>> Begin LISTING

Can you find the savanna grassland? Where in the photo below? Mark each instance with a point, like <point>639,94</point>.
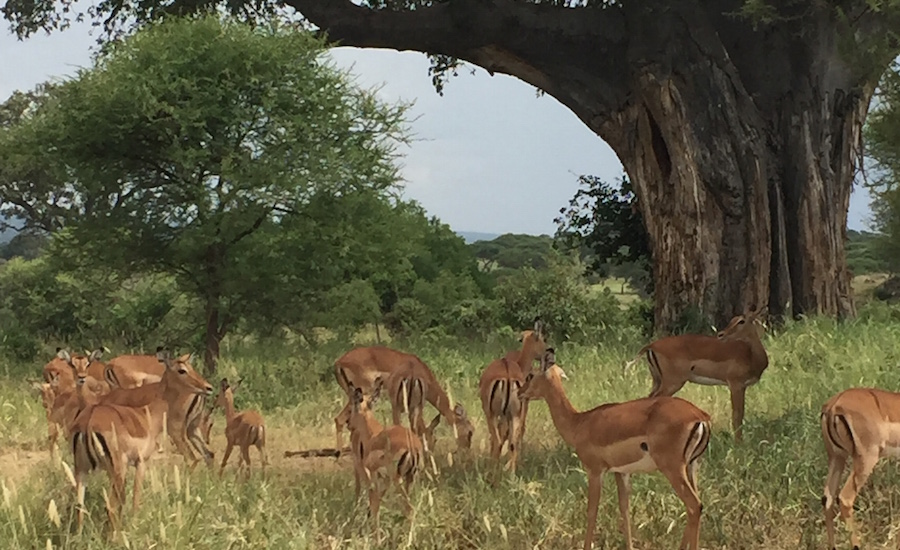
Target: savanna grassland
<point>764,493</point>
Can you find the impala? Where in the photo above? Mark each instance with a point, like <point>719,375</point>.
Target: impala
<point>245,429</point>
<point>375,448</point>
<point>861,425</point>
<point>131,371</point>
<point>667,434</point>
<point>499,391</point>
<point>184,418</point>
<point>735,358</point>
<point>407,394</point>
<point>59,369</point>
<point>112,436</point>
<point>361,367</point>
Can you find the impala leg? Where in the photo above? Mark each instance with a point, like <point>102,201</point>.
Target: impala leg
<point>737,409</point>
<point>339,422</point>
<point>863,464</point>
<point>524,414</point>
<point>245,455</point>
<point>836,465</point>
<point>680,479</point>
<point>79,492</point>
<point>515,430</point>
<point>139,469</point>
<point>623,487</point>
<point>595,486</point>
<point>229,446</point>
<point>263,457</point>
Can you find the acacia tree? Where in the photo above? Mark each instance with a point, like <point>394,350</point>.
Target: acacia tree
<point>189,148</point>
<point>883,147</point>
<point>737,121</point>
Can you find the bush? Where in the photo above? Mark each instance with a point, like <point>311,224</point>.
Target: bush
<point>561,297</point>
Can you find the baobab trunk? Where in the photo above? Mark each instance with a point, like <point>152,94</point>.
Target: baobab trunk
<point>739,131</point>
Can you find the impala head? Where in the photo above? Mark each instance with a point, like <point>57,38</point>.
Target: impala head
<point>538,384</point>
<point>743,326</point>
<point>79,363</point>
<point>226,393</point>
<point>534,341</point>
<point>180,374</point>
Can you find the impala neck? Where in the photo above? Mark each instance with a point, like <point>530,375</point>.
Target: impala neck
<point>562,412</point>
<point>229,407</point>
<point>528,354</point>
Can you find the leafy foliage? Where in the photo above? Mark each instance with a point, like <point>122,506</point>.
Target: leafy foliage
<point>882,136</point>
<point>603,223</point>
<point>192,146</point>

>> End LISTING
>> Begin LISTING

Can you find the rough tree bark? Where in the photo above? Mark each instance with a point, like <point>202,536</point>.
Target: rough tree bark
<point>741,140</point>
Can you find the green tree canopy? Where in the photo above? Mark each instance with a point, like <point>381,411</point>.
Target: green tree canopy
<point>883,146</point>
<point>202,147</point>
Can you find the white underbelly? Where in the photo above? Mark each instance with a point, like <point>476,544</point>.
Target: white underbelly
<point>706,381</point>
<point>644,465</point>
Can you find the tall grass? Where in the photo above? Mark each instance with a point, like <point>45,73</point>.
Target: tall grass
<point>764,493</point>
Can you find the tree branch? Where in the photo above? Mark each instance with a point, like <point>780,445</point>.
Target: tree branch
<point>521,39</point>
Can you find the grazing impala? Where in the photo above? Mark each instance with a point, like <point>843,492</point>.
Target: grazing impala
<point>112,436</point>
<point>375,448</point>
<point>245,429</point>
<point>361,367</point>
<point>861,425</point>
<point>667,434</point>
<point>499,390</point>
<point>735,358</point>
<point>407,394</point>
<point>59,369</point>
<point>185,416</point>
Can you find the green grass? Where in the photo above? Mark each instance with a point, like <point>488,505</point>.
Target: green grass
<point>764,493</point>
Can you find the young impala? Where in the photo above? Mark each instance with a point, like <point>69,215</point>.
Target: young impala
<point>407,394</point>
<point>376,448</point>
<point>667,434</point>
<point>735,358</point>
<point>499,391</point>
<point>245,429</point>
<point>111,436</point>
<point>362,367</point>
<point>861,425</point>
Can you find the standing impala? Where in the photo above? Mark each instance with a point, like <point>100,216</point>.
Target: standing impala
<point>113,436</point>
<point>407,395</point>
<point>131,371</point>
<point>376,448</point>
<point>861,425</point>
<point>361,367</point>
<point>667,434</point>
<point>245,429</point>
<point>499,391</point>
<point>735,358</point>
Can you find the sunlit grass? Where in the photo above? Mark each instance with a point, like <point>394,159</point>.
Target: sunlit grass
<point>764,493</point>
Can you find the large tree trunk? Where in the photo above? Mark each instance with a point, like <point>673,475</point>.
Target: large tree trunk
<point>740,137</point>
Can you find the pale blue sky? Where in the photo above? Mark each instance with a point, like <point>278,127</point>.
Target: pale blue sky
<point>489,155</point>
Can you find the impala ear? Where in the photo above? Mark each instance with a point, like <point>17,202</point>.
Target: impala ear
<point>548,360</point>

>> End LISTING

» **TASK DETAILS**
Return, without any change, the lines of the entries from the one containing "Can you find the sunlit" through the one containing "<point>548,360</point>", both included.

» **CORRECT OUTPUT**
Can you find the sunlit grass? Where in the photo above? Mark each instance with a point, like <point>394,159</point>.
Target: sunlit grass
<point>764,493</point>
Can you find the large tree trunk? Where in the photo above? Mark each instance with a point, like <point>673,475</point>.
Target: large tree trunk
<point>740,137</point>
Can you find the pale blue sky? Where in the photo above? Mark each instance with a point, like <point>278,127</point>.
Target: pale blue sky
<point>489,155</point>
Can you find the impala ear? Where in the photo above? Mark each instance with a point, like <point>17,202</point>.
Target: impala ear
<point>548,360</point>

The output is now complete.